## Source passage:
## Start

The Southern Alps have been forming for 45 million years and Maori named the tallest peak "cloud piercer". In 1884 the Hermitage was built within what would become Aoraki Mount Cook National Park. Fires and floods destroyed that hotel, and the next one, but in 1958 the Hermitage Aoraki Mount Cook rose and remains.
In 1990, Te Wahipounamu South West New Zealand, encompassing the national park, was added to the UNESCO World Heritage list. That same year the woman who is the hotel's current executive housekeeper, Linda Taylor, was first employed as a room attendant. Back then, the main hotel had 104 rooms and its best suites sported floral wallpaper in a baby-poo-palate that exactly matched the bedspreads and curtains. The lounge where guests wrote their postcards had gold-coloured drapes and emerald green carpet and wallpaper. It still does and a section of the space is now Taylor's office.

## End

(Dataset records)
## Start

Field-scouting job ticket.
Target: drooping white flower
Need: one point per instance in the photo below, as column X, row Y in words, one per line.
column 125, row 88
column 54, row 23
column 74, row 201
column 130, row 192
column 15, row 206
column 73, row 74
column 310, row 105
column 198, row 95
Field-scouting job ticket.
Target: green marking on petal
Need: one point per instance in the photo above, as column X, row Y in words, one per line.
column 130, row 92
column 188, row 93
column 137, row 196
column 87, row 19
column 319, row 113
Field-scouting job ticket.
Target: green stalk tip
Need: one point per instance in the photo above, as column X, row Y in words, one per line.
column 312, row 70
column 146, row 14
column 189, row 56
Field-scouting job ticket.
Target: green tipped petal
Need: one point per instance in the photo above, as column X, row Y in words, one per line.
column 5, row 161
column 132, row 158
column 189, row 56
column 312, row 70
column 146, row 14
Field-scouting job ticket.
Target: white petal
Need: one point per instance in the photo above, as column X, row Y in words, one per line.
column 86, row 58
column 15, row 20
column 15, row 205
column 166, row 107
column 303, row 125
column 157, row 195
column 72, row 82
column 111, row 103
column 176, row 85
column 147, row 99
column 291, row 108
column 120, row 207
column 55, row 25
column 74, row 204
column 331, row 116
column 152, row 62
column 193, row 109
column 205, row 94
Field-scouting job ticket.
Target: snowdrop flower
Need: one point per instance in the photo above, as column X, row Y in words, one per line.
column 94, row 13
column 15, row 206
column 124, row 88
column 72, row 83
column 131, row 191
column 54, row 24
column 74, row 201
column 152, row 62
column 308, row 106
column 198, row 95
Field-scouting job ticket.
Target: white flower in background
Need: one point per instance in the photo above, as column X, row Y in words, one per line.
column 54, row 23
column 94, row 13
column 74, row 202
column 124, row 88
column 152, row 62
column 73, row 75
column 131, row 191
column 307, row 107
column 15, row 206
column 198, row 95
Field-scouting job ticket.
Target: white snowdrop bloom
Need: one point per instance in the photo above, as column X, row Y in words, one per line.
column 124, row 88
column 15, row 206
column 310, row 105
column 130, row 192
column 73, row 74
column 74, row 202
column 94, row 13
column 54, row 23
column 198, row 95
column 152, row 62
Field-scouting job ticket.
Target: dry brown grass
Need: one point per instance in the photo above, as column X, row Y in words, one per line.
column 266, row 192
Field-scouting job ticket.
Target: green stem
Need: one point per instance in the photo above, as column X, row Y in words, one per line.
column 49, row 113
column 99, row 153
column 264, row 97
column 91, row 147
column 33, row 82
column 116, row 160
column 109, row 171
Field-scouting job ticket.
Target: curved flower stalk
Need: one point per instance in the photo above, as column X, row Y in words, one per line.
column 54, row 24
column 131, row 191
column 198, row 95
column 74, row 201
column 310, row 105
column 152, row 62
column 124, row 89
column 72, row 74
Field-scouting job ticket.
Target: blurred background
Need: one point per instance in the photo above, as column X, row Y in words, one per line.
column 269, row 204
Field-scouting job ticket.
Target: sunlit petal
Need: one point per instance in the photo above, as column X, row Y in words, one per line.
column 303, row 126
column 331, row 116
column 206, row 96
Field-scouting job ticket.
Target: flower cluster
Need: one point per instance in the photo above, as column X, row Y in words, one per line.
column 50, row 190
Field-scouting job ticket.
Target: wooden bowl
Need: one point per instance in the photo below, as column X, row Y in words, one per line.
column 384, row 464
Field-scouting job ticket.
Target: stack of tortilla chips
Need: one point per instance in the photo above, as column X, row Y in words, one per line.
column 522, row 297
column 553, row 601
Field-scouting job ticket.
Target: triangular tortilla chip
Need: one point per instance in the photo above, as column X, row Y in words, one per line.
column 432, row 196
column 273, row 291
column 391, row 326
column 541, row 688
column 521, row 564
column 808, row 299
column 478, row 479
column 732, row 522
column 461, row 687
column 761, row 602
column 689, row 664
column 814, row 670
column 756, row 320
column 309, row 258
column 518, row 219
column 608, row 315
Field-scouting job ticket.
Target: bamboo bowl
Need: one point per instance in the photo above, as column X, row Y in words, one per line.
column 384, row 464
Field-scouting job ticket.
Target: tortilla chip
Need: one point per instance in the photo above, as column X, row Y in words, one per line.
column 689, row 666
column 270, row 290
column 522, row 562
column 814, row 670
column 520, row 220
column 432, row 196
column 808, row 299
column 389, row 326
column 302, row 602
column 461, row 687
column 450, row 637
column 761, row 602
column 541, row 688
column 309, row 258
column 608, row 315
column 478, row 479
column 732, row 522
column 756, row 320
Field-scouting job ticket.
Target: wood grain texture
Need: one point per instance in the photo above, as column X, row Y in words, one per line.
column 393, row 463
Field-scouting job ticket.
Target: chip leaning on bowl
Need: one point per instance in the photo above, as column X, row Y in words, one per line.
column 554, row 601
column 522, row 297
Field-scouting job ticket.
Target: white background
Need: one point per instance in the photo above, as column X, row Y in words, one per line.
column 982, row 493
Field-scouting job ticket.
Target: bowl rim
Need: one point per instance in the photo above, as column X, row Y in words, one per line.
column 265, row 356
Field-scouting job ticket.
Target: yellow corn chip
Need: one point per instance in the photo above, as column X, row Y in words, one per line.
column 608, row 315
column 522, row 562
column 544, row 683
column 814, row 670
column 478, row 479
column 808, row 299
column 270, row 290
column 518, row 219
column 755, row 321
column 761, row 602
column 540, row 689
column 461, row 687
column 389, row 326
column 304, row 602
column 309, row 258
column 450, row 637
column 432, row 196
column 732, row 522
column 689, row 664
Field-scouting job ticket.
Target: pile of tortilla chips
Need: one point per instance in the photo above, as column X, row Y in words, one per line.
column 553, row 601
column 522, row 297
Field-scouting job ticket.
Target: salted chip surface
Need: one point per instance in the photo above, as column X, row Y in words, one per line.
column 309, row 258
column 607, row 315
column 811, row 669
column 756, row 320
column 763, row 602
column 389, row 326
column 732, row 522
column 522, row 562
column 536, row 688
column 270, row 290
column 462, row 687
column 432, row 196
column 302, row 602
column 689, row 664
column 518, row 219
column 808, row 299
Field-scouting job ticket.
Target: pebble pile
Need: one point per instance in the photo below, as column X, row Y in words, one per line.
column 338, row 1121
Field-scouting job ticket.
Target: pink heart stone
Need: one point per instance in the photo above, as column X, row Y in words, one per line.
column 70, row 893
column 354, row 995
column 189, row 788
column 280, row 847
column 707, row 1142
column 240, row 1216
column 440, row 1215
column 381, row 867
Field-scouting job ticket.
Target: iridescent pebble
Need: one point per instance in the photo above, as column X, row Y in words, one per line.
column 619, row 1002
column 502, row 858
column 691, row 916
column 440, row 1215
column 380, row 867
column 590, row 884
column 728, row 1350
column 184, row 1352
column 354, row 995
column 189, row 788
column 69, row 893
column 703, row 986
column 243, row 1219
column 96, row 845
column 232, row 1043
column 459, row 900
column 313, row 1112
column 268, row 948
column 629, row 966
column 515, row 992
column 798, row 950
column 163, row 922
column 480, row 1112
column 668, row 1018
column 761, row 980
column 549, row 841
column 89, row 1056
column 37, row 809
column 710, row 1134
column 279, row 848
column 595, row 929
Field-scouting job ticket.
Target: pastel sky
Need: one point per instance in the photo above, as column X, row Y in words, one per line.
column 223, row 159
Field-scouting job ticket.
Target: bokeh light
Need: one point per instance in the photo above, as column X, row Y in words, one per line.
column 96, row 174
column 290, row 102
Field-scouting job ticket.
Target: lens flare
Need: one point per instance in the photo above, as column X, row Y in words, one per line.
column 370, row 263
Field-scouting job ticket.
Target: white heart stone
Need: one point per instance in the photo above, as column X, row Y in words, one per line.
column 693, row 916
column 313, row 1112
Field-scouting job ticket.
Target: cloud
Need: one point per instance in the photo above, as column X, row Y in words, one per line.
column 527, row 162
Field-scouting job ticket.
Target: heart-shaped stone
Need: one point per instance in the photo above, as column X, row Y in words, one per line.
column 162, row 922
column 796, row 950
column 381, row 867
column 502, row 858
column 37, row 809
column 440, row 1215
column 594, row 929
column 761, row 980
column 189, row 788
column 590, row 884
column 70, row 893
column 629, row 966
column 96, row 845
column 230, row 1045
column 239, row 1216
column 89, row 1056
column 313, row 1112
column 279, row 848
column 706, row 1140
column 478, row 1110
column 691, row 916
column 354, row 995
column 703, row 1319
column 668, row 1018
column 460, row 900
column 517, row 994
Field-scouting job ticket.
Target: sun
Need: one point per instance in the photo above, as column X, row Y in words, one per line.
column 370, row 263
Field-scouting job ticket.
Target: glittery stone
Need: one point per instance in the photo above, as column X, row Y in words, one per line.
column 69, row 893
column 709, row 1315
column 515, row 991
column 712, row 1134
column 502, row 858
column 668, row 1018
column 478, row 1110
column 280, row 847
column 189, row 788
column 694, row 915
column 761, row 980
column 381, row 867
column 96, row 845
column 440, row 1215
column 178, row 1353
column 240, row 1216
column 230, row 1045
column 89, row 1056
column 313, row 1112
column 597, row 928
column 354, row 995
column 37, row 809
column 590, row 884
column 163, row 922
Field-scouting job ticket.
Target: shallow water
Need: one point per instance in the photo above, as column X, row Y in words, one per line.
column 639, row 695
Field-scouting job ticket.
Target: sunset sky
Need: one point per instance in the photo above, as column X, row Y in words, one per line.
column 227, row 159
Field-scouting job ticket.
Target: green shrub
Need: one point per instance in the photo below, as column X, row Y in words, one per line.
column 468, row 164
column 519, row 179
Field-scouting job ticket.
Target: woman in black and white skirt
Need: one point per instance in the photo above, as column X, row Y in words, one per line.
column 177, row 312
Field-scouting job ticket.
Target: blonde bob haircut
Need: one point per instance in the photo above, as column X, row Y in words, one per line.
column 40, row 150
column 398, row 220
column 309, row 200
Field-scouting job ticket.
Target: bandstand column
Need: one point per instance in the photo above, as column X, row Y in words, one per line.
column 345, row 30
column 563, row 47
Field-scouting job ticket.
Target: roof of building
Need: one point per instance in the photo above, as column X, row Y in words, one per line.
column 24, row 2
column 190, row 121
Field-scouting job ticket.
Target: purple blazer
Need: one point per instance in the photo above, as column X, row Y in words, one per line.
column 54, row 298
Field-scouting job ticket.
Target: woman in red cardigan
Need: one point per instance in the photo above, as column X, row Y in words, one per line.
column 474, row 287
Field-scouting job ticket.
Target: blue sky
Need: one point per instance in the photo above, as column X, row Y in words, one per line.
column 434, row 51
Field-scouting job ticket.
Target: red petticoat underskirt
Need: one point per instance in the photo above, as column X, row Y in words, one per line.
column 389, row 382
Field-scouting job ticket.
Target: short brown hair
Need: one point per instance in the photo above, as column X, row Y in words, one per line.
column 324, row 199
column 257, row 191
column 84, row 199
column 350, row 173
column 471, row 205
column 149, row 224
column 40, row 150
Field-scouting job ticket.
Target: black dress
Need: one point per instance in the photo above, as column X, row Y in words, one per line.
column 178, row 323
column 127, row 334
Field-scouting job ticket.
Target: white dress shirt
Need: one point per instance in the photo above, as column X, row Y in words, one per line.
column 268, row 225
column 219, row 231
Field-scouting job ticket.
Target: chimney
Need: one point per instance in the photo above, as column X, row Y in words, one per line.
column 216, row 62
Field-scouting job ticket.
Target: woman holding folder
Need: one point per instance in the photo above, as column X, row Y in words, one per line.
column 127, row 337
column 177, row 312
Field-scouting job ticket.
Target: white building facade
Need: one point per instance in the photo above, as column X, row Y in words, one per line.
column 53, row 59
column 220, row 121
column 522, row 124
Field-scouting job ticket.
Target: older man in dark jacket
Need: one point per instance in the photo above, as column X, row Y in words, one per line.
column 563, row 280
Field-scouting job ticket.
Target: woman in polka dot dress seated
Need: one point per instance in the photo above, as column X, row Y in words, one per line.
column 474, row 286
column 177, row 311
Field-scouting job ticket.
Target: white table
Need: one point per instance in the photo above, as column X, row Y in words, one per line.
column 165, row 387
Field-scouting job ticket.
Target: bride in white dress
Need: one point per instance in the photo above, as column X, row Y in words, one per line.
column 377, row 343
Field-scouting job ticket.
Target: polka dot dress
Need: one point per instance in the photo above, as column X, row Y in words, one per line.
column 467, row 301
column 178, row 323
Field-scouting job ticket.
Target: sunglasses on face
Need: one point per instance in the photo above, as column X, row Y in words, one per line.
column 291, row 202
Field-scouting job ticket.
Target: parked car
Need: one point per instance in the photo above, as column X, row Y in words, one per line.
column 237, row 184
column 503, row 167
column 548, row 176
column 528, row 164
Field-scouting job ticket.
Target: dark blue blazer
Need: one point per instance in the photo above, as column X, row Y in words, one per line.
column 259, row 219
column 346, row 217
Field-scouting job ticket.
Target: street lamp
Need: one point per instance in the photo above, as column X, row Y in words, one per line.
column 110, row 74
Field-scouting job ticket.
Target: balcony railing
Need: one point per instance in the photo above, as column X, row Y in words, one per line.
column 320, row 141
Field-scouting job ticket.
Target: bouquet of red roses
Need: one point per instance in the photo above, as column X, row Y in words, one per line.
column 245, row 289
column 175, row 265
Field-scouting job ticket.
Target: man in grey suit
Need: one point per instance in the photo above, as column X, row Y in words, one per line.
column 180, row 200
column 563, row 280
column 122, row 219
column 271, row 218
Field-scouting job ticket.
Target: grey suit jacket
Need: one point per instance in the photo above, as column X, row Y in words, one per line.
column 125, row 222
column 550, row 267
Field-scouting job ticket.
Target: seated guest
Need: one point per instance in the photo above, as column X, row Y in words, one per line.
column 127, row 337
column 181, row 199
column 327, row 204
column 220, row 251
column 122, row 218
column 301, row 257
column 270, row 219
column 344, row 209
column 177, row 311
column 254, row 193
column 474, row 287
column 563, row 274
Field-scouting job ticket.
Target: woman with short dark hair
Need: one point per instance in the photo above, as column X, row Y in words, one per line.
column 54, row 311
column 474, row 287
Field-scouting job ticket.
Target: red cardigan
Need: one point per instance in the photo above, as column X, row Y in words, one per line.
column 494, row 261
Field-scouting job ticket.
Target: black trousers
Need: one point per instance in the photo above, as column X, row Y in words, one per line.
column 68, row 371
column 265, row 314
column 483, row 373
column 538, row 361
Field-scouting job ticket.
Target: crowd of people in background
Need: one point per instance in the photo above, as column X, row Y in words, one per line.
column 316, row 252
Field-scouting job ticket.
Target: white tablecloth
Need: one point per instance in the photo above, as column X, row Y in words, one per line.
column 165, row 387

## End

## Problem to solve:
Extend the passage about the Hermitage hotel at Aoraki Mount Cook, picking up after its final sentence. None of this data is needed.

## Output of the exercise:
Having worked at the Hermitage in two stints for nearly 15 years, Taylor recognises that housekeeping is "the guts of it, we're the backbone". She adores her gaudy office – loves that the history is still there in such a contemporary hotel – while her favourite guest spaces are the Wakefield rooms. "Not as big as Aoraki rooms, but they have larger balconies with glass across the front."
All but 22 of the main hotel's 164 rooms have a direct view of Aoraki Mount Cook. The others face the Tasman Valley or Mount Sefton, which is sometimes mistaken for Aoraki.
It is late autumn when I arrive on a Scenic coach. Most passengers head to Sir Edmund Hillary Alpine Centre cafe, souvenir shop and museum for 3D movies and planetarium shows. It's perfect outside, however, so others leave through the glass-fronted foyer and walk straight onto the Kea Point Lookout track.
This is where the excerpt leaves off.